AFP (16.02.2021) – https://bit.ly/2Nkd7yC – Hate speech against LGTBI people in Europe and Central Asia has spiked during the coronavirus pandemic, a group defending their rights said on Tuesday.

 

Verbal attacks on members of lesbian, gay, trans, bisexual and intersex communities by politicians have risen in Al- bania, Azerbaijan, Bosnia, Bulgaria, the Czech Republic, Estonia, Finland, Hungary, Italy, Kosovo, Latvia, Moldova, North Macedonia, Poland, Russia, Slovakia and Turkey, the ILGA-Europe federation said in its annual report sur- veying 54 countries.

 

Religious leaders in Belarus, Greece, Slovakia, Turkey and Ukraine are also accused in the report of hate speech, with some of them alleging LGBTI people are behind the spread of Covid-19.

 

The federation, representing 600 associations, also pointed the finger at increased hate speech in online media in Belgium, Bulgaria, Croatia, the Czech Republic, Malta, Montenegro, Russia and Turkey — and in mainstream media in some cases, notably in Slovenia and Ukraine.

 

“There has been a resurgence of authorities and officials using LGBT people as scapegoats,” ILGA-Europe’s chief, Evelyne Paradis, said.

 

The targeting was part of an overall “crackdown on democracy and civil society” in many countries, the federation said, pointing to EU members Poland and Hungary among others.

 

It noted Poland’s “LGBT-ideology free zones” set up by several local councils, along with Hungary’s rewriting of its constitution to emphasise traditional binary sexual identification for parents and a law banning same-sex adoption.

Problem details: Reproduce word for word the part of the article on hate speech against LGBTI people from "AFP (16.02.2021) –" to "veying 54 countries.". The lines after this article on hate speech against LGBTI people come from a separate source.

Dataset entries:

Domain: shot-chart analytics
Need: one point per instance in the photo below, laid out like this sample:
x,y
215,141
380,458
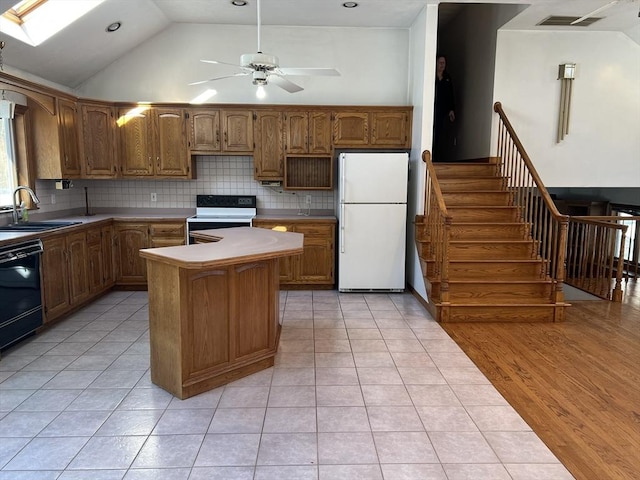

Solution to this task:
AFP (16.02.2021) – https://bit.ly/2Nkd7yC – Hate speech against LGTBI people in Europe and Central Asia has spiked during the coronavirus pandemic, a group defending their rights said on Tuesday.

 

Verbal attacks on members of lesbian, gay, trans, bisexual and intersex communities by politicians have risen in Al- bania, Azerbaijan, Bosnia, Bulgaria, the Czech Republic, Estonia, Finland, Hungary, Italy, Kosovo, Latvia, Moldova, North Macedonia, Poland, Russia, Slovakia and Turkey, the ILGA-Europe federation said in its annual report sur- veying 54 countries.